The decision


IAC-tH-cp-V1

Upper Tribunal
(Immigration and Asylum Chamber) Appeal Number: IA/29656/2015


THE IMMIGRATION ACTS


Heard at Field House
Decision & Reasons Promulgated
On 23 February 2017
On 14 March 2017
Prepared 23 February 2017



Before

DEPUTY UPPER TRIBUNAL JUDGE DAVEY


Between

Mr Hafeez Olalekan Olasunkanmi Adesanya
(anonymity direction NOT MADE)
Appellant
and

THE Secretary of State FOR THE Home Department
Respondent


Representation:
For the Appellant: Mr Aborisade of O A Solicitors
For the Respondent: Mr P Armstrong, Senior Home Office Presenting Officer


DECISION AND REASONS
1. The Appellant, a national of Nigeria, date of birth 10 December 1987, appealed against the Respondent’s decision, dated 13 August 2015, to refuse a residence card with particular reference to Regulations 7 and 8 of the Immigration (European Economic Area) Regulations 2006 (the 2006 Regulations). His appeal was dismissed against that decision by First‑tier Tribunal Judge Courtney (the Judge). Permission to appeal the judge’s decision was given on 25 August 2016. On 20 October 2016 in a determination promulgated I concluded that the judge had made no error in finding that a claimed marriage between the Appellant and his French national wife, Ms Eyango, which was carried out by proxy, was not recognised for the purposes of European law in the light of the cases of Kareem [2014] UKUT 00024 and TA (Kareem explained) [2014] UKUT 316. At the time the issue was argued that the judge had failed to consider the alternative argument which had been run and determined as to whether or not the Appellant and Ms Eyango were in a durable relationship and that she was in effect an extended family member for the purposes of Regulation 8 of the 2006 Regulations. The Secretary of State had in the reasons for refusal concluded that that claim was not sustainable for not only had the Appellant failed to provide lawful evidence of his marriage but more particularly the evidence had not been provided that they were in a durable relationship. Accordingly the Secretary of State had concluded that the evidence had not been provided and the requirements of Regulation 8(5) had not been met. At the time that I considered this matter and gave my decision in December 2016, the position remained that it was still arguable whether or not the case of Sala (EFMs: right of appeal: Albania) [2016] UKUT 411 was being subject to challenge.
2. The position was therefore left open for a further hearing which I duly heard on 23 February 2017. At the hearing I raised with the parties that Sala was regarded as good law and was not subject to appeal. This was not a case where a residence card had ever been given: It was a first time application for a residence card. Accordingly differences arising under Regulations 7(3), 8(3) of the 2006 Regulations did not come into play.

» MATERIAL:
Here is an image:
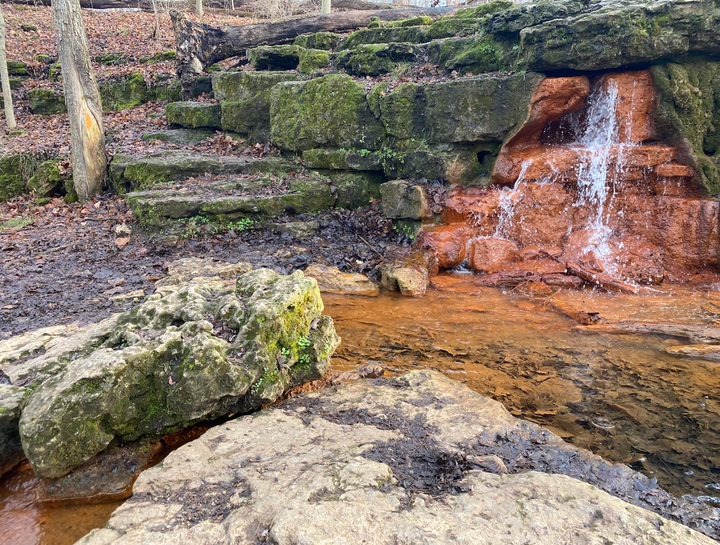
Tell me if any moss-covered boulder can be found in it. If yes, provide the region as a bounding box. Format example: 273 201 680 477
212 72 298 142
108 151 297 194
0 383 25 477
165 102 221 129
380 180 432 220
247 45 303 70
7 61 30 76
270 74 385 151
298 49 330 74
521 0 720 71
99 74 153 112
293 32 342 51
651 60 720 197
19 269 339 478
27 88 67 115
27 159 72 197
336 43 419 76
303 148 383 171
379 73 542 144
0 155 27 201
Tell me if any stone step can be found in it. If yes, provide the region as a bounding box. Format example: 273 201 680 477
110 151 296 195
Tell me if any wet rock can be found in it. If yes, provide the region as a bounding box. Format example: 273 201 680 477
79 371 713 545
270 74 385 151
418 224 473 269
650 60 720 196
165 102 221 129
380 263 430 297
305 263 380 297
380 180 432 220
0 380 26 477
247 45 303 70
468 238 519 273
20 269 339 478
521 0 720 71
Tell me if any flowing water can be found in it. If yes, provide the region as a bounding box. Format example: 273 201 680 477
0 274 720 545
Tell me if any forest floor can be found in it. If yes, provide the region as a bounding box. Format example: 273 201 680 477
0 4 399 339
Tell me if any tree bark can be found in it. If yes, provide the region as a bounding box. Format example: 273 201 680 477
0 6 17 130
52 0 107 201
170 8 456 93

» REQUESTS:
- 1) Answer these questions from the tribunal decision:
(a) At what venue was the appeal heard?
(b) What is the Appellant's nationality?
(c) Who represented the Respondent?
- 2) Write the next part of the tribunal decision on the residence card appeal, picking up after its final sentence.
The rows are separate material and have no connection to the tribunal decision.

» THE RESPONSES:
- 1)
(a) Field House
(b) Nigerian
(c) Mr P Armstrong, Senior Home Office Presenting Officer

- 2)
3. I indicated to the parties that my preliminary view was that there was no right of appeal against that element of the decision in the light of Sala. Mr Armstrong agreed with that point. Mr Aborisade made no submissions on the point. I decided there was no right of appeal. Nevertheless, in case that conclusion is found to be wrong, I indicated that I would hear evidence from the Appellant, lest the position in this respect be changed, in relation to the claimed durable relationship.
4. At the outset of the appeal, I was told by Mr Aborisade that the Appellant’s wife and Sponsor was absent, having learnt of the death of her French mother on 22 February and his wife, the Sponsor, had gone to France. The funeral was said to take place on 25 or 26 February 2017.
5. There was no evidence advanced to support her departure other than an air fare and documents related to car hire in France.
6. No request was made for an adjournment, Mr Armstrong twice pointed out the issue, but no request was made by Mr Aborisade. The position was only the Appellant was giving evidence.
7. The Appellant’s bundle contains a statement from the Appellant, the Sponsor and his brother-in-law. There was no statement from either the Appellant’s uncle or any family member or any friend who had knowledge of the Appellant and his claimed relationship with the Sponsor.
8. The explanation for the absence of the Appellant’s uncle was that he was a taxi driver who could not take time off work. Similarly the Appellant said that his brother-in-law was working and could not attend. The Appellant was unable to identify why others, friends or family members did not attend the hearing to speak on his behalf nor had they provided statements, letters or other intimations of support for him and the claimed relationship between him and the Sponsor.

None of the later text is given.